Mais déjà l’observation du développement de ces outils digitaux pose la question de l’unicité du coach, de sa plus-value : qu’en est-il de l’intuition, de la synchronicité, de la relation au coaché, de la présence, de la confiance, du travail sur les émotions et les non-dits et de l‘intégration d’une approche systémique. Enfin, quid de la confidentialité ?

Les principales craintes qu’inspirent le digital tournent autour de la perte de contact avec le client, de la gestion des données personnelles, d’une baisse des tarifs et de la qualité d’une session de coaching voire d’une « uberisation » du coaching. Avec le développement du digital, techniquement de plus en plus avancé, et qui, en corollaire, rend le coaching de plus en plus accessible, risquons-nous une uniformisation des coachs ? 

Se pose, également, la question du degré de professionnalisme des acteurs du coaching digital. Ces start-upers sont-ils formés au coaching ? Sont-ils supervisés ? Adhèrent-ils à un code de déontologie ? Il est à noter que certains d’entre eux sont eux-mêmes formés au coaching et certifiés, qu’ils ont invités des coachs expérimentés dans leurs comités scientifiques et que d’autres font appel à des coachs afin de développer leurs outils et le feront à terme pour entrainer leur IA.

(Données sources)
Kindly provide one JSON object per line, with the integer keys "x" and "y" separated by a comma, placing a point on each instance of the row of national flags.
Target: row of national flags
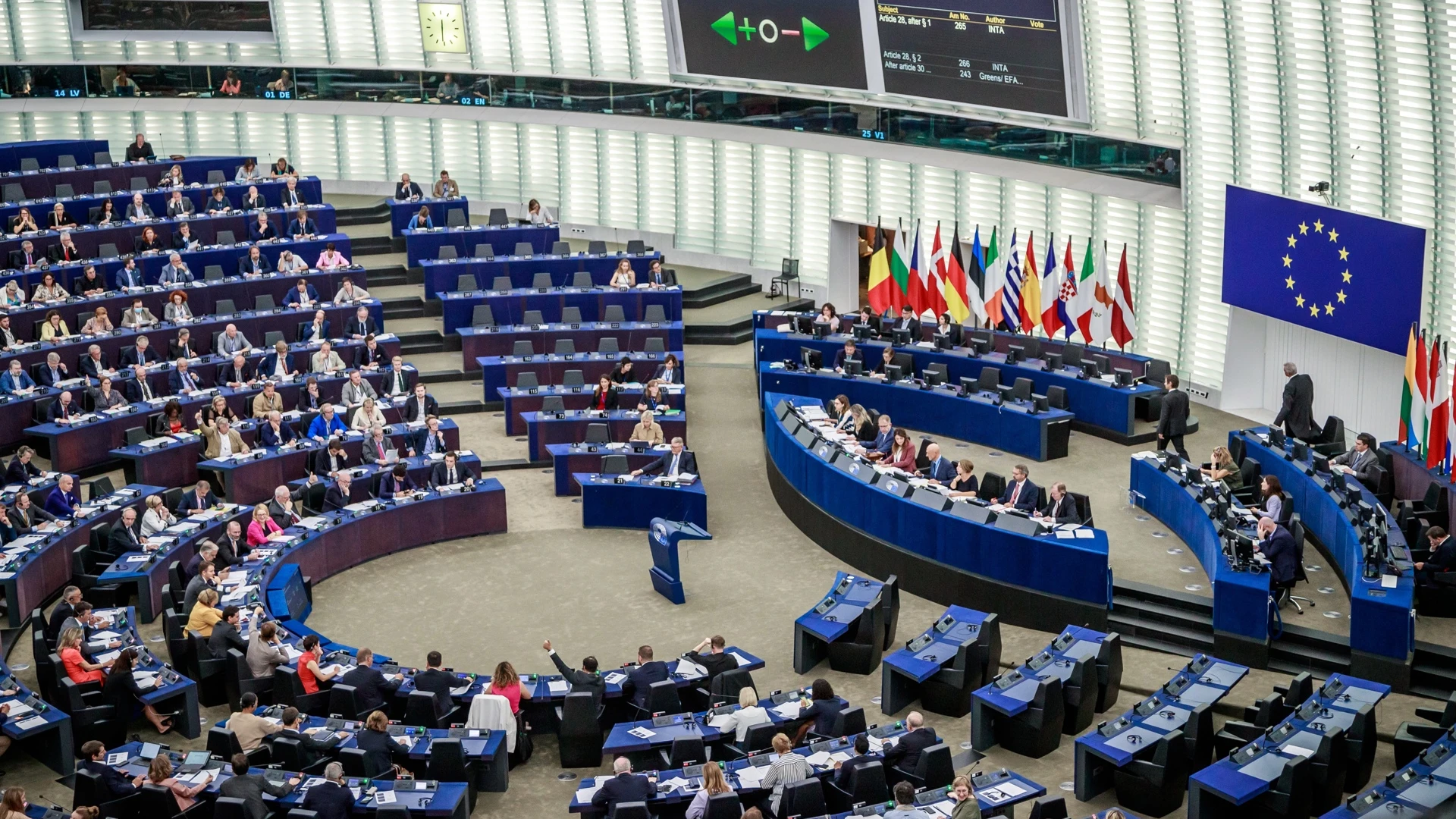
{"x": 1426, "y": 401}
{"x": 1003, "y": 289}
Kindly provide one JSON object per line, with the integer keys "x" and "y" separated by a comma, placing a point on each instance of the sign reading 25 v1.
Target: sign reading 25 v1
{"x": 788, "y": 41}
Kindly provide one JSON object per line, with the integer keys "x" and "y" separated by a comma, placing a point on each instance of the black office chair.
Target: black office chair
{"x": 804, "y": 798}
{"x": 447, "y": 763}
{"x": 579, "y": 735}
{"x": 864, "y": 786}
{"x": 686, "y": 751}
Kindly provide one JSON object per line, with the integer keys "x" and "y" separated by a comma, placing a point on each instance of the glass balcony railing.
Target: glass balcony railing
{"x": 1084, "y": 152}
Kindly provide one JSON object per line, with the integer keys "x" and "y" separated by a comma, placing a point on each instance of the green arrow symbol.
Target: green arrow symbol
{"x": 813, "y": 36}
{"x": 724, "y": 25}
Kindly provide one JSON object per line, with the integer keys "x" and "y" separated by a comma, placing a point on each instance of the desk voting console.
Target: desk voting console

OBJECTIF 1:
Selon l'extrait sur le coaching digital, quelles sont les principales craintes qu'inspire le digital ?
OBJECTIF 2:
Poursuivez, s'il vous plaît, l'extrait sur le coaching digital après sa dernière phrase.

RÉPONSE 1:
Elles portent sur la perte de contact avec le client, la gestion des données personnelles, une baisse des tarifs et de la qualité d'une session de coaching, voire une « uberisation » du coaching.

RÉPONSE 2:
Au-delà des craintes, comment pouvons-nous utiliser à notre avantage ces évolutions et quel rôle pouvons-nous jouer dans leur développement ? 

Les innovations technologiques déjà en cours, telles que les reconnaissances faciale et vocale, ouvrent sur d’autres champs d’applications potentielles au coaching. Il s’agit, pour l’heure, de digital avancé ou d’Intelligence Artificielle faible. Dans le cadre de notre métier, ces outils de reconnaissance pourraient permettre une meilleure analyse des ressentis du client (détecter ce que l’on ne voit pas) et pourraient venir compléter le travail du coach en proposant par exemples des pistes d’exploration et en donnant des informations additionnelles pour échanger avec le coaché. On arriverait alors à un « coach augmenté ». Cette inclusion d’un regard tiers et technologique soulève des questions sur la place du coach dans le processus de coaching. Dans quelle mesure le coach ne se suffirait-il pas à lui-même ? Quelle serait l’expérience pour le coaché ? Le client pourrait-il y voir une intrusion ? 

L’émergence, pour d’aucuns, inéluctable du « coach augmenté » amène d’autres à préférer le « coach bio » : un coach nature et sans technologie. Il appartient à chacun, coachs et clients de se positionner ou de concilier les deux. Des facteurs générationnels peuvent aussi entrer en ligne de compte.

Les reconnaissances faciale et vocale et leur constitution en banques de données contiennent des risques inhérents à ces technologies, tels que le hacking d’identité, l’utilisation des données captées, leur appropriation et la violation de la confidentialité. Ces risques existent également dans d’autres professions.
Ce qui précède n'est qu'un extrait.